## EXERCISE INSTRUCTIONS
Copy out the lines of the records verbatim, beginning at the line that contains "Target: shadow on mountain" and ending after the line that contains "pixel 115 91".

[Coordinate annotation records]
┄┄┄┄┄┄┄┄┄┄┄┄┄┄┄┄┄┄┄┄

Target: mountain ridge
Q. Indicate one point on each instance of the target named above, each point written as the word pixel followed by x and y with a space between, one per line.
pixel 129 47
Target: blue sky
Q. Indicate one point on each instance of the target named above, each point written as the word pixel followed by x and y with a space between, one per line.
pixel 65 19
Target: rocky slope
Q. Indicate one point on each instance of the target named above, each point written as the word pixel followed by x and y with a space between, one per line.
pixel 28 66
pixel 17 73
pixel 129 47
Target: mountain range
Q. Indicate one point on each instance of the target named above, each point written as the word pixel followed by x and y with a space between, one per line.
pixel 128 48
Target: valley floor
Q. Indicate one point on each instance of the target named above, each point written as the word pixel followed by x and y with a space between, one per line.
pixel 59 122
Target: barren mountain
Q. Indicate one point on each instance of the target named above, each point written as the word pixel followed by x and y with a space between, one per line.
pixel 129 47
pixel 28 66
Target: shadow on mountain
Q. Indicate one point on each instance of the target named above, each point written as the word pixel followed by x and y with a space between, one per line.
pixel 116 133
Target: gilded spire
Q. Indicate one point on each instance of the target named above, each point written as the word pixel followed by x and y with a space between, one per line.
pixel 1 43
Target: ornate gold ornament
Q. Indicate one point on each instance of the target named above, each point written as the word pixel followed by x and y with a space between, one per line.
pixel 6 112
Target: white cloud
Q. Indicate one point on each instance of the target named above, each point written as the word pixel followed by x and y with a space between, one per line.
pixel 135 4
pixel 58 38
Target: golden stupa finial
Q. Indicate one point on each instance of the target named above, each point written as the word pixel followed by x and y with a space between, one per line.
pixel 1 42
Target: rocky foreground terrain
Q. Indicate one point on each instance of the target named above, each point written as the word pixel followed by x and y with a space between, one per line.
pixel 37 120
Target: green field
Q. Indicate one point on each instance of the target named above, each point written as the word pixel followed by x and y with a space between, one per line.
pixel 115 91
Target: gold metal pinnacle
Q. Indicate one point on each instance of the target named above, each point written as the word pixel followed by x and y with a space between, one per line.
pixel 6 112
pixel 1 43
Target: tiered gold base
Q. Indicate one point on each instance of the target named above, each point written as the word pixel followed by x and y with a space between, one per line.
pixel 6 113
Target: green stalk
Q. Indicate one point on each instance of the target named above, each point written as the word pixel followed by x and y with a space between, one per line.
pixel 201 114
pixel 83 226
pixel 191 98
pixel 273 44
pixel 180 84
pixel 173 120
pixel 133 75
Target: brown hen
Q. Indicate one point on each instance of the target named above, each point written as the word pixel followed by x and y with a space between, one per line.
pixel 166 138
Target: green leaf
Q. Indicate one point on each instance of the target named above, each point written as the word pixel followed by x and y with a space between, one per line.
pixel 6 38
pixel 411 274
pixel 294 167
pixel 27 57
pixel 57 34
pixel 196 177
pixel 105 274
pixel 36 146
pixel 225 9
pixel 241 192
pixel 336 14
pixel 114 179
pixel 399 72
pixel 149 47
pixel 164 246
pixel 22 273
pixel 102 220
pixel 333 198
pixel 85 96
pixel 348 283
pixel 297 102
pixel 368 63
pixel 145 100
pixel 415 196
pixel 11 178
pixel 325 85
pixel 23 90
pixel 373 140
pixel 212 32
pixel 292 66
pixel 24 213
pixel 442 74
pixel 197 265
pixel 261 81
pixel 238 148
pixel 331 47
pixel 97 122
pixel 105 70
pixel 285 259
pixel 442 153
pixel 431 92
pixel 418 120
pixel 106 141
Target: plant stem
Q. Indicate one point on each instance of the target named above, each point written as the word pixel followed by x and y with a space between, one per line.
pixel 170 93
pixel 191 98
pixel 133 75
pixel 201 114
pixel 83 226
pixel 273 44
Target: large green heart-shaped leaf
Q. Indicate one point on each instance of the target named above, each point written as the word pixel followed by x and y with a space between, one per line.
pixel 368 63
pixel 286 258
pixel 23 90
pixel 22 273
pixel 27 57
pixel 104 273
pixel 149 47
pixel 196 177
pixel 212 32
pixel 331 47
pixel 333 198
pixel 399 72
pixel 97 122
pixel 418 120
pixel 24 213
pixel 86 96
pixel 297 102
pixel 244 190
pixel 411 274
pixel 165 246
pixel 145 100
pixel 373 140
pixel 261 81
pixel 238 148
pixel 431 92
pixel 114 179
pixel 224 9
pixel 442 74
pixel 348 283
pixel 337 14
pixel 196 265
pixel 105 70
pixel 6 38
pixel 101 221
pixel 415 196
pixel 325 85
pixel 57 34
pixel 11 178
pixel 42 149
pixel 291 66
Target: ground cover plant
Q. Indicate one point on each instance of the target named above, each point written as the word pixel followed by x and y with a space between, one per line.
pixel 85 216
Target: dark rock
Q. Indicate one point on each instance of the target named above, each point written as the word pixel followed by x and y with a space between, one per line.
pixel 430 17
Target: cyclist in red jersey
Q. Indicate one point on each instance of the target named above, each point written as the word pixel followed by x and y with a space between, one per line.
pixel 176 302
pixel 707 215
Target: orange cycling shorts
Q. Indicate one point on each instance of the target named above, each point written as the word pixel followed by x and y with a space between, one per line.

┄┄┄┄┄┄┄┄┄┄┄┄┄┄┄┄┄┄┄┄

## WORKED SOLUTION
Target: shadow on mountain
Q. Indicate one point on each instance of the target named above, each point written as the word pixel followed by x and y with a space between, one per line.
pixel 116 133
Target: gilded spire
Q. Indicate one point on each instance of the target named above, each point written as the word pixel followed by x and y with a space between, one per line.
pixel 1 43
Target: ornate gold ornament
Q. Indicate one point on each instance of the target named above, each point written as the word pixel followed by x and y with a space between, one per line.
pixel 6 112
Target: white cloud
Q. Indicate one point on each instance of the target named above, each point written as the word pixel followed by x and y with a space between, one per line.
pixel 135 4
pixel 58 38
Target: golden stupa finial
Q. Indicate one point on each instance of the target named above, each point written as the word pixel followed by x and y with a space between, one per line.
pixel 1 42
Target: rocky foreground terrain
Q. Indicate one point on each instance of the target named above, each point written as the word pixel followed by x and y with a space between, one per line.
pixel 37 120
Target: green field
Q. Indicate one point on each instance of the target named above, each point written as the word pixel followed by x and y with a space between, one per line.
pixel 115 91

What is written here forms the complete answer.